:: Task description ::
Each line from the one containing "Indicate every instance of the overcast sky." to the end of the listing below should be repeated exactly, with no other line included.

:: Source material ::

-------

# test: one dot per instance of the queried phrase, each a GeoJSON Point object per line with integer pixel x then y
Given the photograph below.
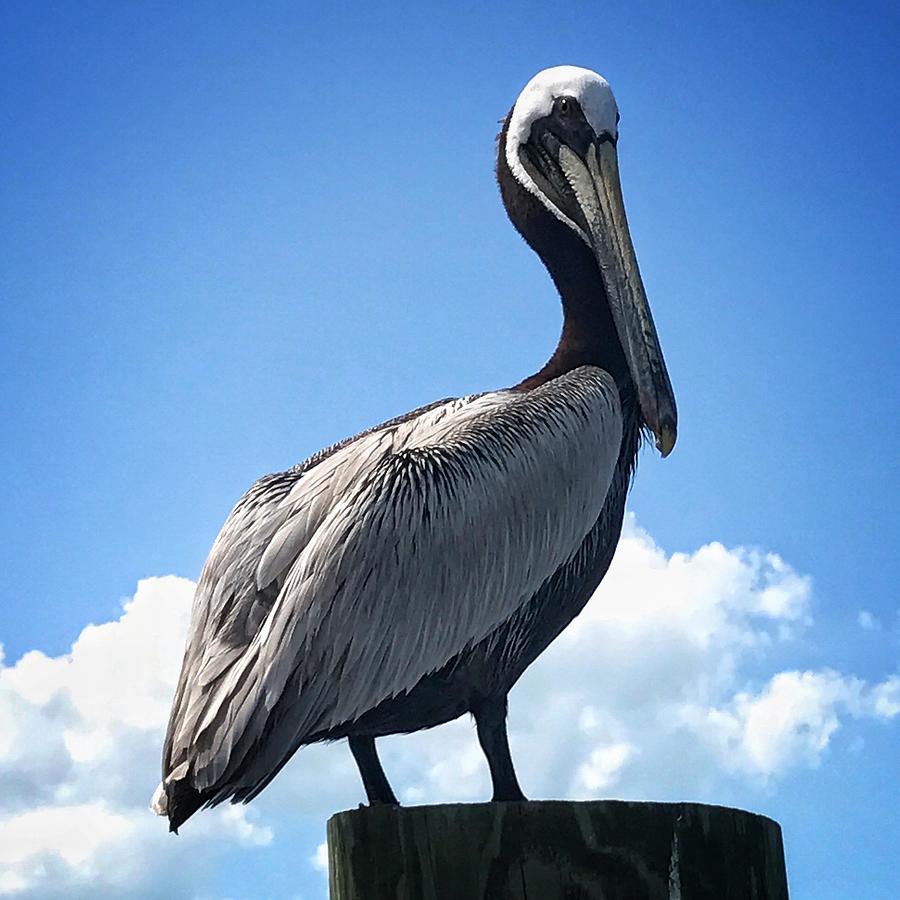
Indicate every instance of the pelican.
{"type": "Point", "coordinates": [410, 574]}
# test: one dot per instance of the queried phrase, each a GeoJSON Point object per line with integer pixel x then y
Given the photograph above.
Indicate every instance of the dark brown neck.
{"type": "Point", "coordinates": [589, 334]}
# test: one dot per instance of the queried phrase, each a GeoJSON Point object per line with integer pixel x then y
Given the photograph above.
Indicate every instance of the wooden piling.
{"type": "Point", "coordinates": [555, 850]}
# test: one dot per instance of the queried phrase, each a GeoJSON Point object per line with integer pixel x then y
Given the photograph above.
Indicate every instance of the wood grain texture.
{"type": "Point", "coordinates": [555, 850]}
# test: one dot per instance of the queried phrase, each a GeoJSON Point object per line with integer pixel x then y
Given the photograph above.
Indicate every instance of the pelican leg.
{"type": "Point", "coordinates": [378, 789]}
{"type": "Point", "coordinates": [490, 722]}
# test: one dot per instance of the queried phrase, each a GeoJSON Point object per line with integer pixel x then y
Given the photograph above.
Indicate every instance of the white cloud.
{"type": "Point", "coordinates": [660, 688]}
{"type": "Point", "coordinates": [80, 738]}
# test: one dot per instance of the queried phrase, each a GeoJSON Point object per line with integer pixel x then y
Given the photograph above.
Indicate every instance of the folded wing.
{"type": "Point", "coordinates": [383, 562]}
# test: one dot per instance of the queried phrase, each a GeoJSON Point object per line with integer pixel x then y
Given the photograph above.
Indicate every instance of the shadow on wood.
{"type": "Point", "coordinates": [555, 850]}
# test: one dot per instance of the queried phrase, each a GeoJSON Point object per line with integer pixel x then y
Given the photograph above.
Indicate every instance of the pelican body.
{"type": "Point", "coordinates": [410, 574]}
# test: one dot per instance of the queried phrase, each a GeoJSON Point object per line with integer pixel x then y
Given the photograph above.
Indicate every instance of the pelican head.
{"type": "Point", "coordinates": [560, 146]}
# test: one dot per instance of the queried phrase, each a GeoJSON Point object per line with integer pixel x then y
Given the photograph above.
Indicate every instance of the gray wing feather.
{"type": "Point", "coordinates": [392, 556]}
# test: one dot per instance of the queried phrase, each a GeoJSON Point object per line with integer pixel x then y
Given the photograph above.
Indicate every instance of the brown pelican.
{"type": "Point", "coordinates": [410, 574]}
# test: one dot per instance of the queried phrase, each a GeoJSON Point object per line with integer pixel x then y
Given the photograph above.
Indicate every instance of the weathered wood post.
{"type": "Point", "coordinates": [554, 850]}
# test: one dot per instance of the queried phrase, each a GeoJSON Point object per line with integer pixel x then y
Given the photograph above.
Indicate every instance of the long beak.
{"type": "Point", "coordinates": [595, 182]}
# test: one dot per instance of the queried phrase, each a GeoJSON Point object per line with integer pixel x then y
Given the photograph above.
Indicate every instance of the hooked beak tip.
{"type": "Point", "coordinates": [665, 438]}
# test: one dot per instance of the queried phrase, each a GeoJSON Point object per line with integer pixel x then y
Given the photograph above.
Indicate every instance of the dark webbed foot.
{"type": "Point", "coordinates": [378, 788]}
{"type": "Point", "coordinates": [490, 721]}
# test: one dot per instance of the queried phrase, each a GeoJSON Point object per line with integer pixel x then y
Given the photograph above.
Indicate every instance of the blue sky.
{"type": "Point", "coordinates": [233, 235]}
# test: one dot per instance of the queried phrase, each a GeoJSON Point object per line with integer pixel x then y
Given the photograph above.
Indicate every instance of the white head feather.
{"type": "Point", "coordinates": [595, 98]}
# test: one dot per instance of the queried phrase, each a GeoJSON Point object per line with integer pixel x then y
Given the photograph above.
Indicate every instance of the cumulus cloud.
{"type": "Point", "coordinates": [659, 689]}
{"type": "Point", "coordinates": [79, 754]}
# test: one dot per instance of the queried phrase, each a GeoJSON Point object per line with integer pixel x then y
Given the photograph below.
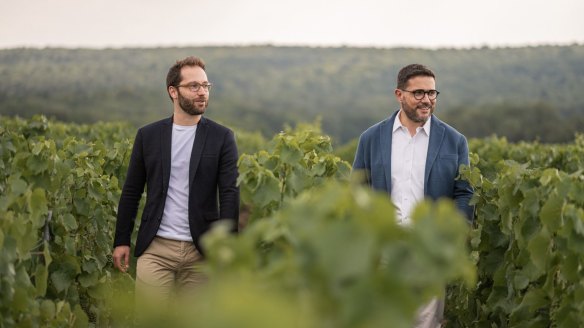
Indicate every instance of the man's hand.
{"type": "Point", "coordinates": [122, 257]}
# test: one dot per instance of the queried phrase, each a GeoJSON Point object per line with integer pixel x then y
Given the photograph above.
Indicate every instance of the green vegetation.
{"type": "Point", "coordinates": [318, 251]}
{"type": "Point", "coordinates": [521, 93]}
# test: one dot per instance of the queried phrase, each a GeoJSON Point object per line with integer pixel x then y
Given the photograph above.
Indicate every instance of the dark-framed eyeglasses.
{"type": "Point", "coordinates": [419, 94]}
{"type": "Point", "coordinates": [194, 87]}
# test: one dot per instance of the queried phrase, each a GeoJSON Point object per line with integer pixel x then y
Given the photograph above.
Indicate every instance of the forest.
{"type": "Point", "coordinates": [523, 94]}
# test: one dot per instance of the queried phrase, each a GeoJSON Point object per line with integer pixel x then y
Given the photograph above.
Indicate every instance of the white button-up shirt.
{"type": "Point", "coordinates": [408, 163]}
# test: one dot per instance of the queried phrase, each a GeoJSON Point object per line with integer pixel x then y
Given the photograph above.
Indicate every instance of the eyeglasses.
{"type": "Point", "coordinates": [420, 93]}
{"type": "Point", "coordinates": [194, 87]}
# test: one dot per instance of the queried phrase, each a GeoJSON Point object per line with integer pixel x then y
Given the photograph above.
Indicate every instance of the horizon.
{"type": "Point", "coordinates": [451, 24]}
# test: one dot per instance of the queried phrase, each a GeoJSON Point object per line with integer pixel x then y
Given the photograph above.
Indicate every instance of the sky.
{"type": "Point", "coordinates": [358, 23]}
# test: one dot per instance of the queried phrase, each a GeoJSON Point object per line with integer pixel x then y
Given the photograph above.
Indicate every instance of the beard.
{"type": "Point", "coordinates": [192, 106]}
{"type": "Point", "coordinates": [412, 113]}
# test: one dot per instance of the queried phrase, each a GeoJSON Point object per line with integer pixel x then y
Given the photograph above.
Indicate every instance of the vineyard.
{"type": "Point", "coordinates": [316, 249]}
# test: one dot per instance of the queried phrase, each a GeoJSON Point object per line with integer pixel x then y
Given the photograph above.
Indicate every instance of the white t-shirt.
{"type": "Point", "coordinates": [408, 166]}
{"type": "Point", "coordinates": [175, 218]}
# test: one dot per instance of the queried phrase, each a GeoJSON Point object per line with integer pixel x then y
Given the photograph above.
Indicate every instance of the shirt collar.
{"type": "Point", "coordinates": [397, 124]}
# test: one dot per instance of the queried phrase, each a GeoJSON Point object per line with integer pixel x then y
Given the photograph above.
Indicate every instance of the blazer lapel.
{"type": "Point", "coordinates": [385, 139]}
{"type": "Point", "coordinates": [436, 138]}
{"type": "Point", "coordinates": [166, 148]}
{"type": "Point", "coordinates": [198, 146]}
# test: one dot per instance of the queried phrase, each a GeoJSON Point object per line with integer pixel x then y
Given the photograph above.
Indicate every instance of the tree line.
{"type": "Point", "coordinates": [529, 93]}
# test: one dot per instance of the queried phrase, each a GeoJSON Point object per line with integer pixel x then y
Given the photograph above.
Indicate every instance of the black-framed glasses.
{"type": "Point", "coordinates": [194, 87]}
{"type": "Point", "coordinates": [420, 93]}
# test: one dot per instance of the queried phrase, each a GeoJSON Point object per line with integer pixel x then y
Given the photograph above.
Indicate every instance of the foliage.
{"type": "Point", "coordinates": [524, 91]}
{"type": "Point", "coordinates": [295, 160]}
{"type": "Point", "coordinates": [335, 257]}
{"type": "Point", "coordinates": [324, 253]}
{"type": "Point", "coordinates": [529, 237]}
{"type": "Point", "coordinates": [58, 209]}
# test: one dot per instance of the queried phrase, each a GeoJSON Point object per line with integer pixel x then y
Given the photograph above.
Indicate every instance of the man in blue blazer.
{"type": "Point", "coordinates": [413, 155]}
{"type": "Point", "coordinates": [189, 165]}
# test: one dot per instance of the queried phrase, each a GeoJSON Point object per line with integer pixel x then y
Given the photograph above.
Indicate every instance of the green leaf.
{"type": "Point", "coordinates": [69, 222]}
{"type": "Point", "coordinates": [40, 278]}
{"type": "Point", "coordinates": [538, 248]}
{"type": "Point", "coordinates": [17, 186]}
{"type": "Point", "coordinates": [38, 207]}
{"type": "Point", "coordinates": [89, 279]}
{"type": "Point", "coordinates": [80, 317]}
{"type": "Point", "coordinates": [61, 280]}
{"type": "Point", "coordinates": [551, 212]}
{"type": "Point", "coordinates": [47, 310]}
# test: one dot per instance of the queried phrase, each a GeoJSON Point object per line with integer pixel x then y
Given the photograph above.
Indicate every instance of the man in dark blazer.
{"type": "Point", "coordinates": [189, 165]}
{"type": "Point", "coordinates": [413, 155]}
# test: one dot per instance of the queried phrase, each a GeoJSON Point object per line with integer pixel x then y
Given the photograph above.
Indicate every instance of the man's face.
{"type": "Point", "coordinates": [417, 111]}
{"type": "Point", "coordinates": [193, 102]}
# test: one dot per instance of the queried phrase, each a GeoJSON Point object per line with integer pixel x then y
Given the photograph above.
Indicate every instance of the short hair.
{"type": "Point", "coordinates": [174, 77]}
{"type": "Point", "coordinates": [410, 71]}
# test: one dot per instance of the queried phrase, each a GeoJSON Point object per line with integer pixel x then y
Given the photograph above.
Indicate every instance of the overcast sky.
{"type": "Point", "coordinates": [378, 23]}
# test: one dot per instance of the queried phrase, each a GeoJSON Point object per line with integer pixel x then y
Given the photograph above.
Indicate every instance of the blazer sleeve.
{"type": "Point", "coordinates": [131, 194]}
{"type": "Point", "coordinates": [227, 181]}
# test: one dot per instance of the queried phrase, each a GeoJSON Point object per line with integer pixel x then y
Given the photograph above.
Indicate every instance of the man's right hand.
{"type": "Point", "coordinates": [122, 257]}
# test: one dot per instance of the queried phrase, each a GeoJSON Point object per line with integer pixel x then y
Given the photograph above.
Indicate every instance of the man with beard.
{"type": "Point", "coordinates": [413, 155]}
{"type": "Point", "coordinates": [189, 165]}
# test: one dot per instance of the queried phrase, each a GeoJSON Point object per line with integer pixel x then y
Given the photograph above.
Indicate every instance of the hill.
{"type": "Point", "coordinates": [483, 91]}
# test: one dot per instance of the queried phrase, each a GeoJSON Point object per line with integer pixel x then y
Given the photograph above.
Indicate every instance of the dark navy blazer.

-------

:: Result ::
Indicate every instance of the overcast sky.
{"type": "Point", "coordinates": [378, 23]}
# test: one dot per instance of the queried phrase, each a GeoJSON Point object per line with integer pixel x then y
Given the photograph above.
Indicate every instance of the blazer sleeve.
{"type": "Point", "coordinates": [131, 194]}
{"type": "Point", "coordinates": [227, 181]}
# test: one dot per instance of the queried phrase, each a GeoJSON Point object per line with integer pixel x then y
Given the photograph above.
Indicate every instance of the man's right hand.
{"type": "Point", "coordinates": [122, 257]}
# test: one dot per instance of the queried phrase, each a GeoJSON Point object per line with integer pixel x then y
Given the photograph above.
Indicate every instance of the man with beard.
{"type": "Point", "coordinates": [413, 155]}
{"type": "Point", "coordinates": [189, 165]}
# test: one dot per instance of the queried phrase, each a GeoJSON Point object per line with integer pixel x then y
Given the photograph above.
Indicate every instance of the hill.
{"type": "Point", "coordinates": [483, 91]}
# test: one dot per instance of the queried phrase, each a GeoJSON Point object per line with integer pixel x then y
Given the photograph above.
Indicate every instance of the dark navy blazer.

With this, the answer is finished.